§ PASSAGE TO READ:
■ ■ ■ ■ ■
Cue the sad violin solo. From April through July, the pandemic hammered San Antonio's creative sector to the tune of 15,639 jobs and $552 million in sales, a new report shows.
The report, which examines the economic impact of COVID-19, was published August 11 by the Brookings Institution think tank. It estimates that during the four-month span from April 1 through July 31, San Antonio racked up a cumulative 32.8 percent loss of jobs and a cumulative 11 percent loss in sales connected to the creative sector.
According to the Texas Cultural Trust, 6 percent of the local workforce was employed in the creative sector in 2017. That includes fine arts, performing arts, music, film, fashion, and design.
Among Texas metro areas, San Antonio experienced the biggest percentage drops in both jobs and sales during the four-month period covered by the report.
“The creative economy — which is so critical to our overall economy, our society, and our culture — is under grave threat from the COVID-19 crisis,” the report says. “Imagine our cities and communities devoid of arts and culture, with no concerts, no theaters, and no art galleries. For the creative economy to survive and thrive again, a broad-based recovery strategy is needed.”
■ ■ ■ ■ ■
§ DATASET EXTRACT:

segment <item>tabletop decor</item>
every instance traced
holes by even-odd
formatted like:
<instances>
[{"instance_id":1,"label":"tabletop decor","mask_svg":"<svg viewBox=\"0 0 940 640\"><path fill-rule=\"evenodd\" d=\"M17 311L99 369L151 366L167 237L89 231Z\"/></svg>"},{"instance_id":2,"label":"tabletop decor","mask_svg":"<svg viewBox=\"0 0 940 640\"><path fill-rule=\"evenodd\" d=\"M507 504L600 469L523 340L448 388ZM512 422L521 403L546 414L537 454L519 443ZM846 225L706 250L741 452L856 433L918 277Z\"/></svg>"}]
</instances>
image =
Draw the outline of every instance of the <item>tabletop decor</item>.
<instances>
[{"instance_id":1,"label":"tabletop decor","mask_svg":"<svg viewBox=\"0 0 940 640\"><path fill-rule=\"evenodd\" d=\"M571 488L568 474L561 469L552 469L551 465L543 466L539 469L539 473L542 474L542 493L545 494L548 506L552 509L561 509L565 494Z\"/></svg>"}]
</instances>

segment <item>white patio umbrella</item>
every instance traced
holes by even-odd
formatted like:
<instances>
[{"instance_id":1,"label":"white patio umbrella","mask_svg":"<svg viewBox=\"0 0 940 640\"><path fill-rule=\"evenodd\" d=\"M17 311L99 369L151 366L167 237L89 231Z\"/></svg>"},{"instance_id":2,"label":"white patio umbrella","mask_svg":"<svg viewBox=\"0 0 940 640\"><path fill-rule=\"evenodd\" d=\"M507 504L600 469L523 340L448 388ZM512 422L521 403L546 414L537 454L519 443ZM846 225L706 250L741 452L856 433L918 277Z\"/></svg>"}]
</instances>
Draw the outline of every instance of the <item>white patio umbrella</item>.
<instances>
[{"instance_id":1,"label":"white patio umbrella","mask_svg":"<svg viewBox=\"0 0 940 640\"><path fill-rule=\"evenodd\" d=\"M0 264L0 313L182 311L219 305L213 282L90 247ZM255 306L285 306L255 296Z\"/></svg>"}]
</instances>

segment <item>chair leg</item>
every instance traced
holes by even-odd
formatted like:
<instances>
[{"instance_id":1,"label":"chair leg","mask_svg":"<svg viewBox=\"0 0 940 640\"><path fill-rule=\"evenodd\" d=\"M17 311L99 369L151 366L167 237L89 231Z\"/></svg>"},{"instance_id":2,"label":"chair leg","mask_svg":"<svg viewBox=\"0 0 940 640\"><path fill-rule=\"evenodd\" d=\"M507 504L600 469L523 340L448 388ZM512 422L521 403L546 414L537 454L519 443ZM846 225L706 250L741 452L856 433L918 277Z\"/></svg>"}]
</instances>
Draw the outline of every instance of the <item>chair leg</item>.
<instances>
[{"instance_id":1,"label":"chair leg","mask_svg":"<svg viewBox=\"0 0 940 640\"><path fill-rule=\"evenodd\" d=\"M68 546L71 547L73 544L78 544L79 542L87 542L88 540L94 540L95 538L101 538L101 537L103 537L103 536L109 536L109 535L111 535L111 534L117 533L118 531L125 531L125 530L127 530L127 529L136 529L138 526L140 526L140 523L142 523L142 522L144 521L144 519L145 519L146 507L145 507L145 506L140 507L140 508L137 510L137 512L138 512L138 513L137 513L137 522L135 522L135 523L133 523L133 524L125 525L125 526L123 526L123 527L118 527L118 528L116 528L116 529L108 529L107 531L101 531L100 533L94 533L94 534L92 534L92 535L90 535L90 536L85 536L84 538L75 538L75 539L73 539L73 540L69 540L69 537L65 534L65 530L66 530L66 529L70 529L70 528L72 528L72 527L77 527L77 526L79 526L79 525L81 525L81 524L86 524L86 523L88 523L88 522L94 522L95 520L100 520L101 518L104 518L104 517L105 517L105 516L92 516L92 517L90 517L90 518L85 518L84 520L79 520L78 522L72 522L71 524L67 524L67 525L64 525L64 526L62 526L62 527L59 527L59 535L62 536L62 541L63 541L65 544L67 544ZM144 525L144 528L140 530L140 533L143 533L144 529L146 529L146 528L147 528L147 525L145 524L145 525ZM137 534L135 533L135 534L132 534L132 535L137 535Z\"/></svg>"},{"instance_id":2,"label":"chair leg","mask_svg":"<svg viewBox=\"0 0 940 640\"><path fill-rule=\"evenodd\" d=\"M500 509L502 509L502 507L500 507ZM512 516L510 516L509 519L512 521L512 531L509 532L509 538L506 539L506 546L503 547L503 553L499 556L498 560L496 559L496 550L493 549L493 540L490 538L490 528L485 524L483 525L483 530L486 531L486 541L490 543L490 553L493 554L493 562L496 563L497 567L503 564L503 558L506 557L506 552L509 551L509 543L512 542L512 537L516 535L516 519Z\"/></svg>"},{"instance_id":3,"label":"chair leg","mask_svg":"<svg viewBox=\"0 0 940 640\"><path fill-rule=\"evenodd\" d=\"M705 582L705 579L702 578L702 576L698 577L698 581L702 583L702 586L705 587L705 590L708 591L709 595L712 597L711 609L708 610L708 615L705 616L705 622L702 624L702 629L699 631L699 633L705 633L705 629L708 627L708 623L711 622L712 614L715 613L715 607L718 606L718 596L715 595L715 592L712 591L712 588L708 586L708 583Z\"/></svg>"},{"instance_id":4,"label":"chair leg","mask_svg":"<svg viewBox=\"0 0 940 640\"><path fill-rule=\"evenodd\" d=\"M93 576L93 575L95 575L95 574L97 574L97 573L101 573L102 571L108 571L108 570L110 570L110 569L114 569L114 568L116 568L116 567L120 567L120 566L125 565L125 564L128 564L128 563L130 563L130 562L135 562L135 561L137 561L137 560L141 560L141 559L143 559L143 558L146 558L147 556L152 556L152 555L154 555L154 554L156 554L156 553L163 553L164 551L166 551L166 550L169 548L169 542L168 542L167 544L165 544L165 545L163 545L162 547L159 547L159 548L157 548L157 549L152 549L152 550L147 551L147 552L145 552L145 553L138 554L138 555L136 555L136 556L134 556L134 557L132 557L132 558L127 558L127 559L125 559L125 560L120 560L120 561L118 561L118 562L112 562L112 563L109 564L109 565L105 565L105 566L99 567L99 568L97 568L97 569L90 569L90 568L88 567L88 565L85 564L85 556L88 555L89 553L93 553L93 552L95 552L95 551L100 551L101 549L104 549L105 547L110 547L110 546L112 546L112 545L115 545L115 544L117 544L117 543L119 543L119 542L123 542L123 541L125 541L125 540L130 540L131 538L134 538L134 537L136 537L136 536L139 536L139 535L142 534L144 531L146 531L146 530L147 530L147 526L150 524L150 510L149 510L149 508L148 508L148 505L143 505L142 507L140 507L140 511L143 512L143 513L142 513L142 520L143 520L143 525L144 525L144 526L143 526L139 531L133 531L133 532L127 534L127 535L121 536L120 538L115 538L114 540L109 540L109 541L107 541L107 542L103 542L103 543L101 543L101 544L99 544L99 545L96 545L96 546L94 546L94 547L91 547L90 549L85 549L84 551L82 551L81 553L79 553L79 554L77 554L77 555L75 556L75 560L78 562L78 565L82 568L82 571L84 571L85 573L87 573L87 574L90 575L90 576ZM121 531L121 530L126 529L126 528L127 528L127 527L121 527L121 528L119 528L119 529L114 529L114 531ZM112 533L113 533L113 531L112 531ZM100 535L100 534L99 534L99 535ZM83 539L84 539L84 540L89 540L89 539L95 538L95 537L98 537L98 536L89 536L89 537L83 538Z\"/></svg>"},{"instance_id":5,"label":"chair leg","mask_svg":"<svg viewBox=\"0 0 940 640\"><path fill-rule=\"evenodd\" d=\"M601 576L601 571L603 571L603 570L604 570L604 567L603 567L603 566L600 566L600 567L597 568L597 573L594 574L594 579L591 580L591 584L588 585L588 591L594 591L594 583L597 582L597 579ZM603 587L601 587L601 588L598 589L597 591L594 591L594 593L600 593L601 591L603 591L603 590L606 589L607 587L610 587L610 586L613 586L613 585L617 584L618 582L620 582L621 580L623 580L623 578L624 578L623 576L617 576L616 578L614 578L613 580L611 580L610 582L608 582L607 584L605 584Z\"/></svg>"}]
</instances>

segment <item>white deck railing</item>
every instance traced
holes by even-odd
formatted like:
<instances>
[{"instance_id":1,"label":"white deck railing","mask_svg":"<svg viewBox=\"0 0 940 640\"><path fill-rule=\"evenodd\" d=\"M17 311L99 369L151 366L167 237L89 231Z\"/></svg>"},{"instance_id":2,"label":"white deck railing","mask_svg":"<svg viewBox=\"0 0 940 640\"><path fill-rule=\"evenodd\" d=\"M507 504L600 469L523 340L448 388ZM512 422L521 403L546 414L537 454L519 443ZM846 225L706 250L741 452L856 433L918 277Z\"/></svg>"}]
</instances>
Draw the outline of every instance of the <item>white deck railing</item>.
■ ■ ■ ■ ■
§ INSTRUCTIONS FOR THE TASK:
Please carry on the report on the pandemic's toll on San Antonio's creative sector, starting after its last sentence.

§ ANSWER SPACE:
Obviously, the city's creative sector isn’t alone. Here are the estimated cumulative losses for April through July in the state’s three other major metros:
- Austin — 28,852 jobs (32.6 percent) and $1.26 billion in sales (9.2 percent). According to the Texas Cultural Trust, 11.1 percent of the local workforce was employed in the creative sector in 2017.
- Dallas-Fort Worth — 62,485 jobs (31.1 percent decline) and nearly $2.77 billion in sales (9.5 percent decline). According to the Texas Cultural Trust, 8.5 percent of the region’s workforce was employed in the creative sector in 2017.
- Houston — 42,587 jobs (32.5 percent loss) and nearly $1.6 billion in sales (10.6 percent loss). The trust says 7.6 percent of the Houston area’s workforce was employed in the creative sector in 2017.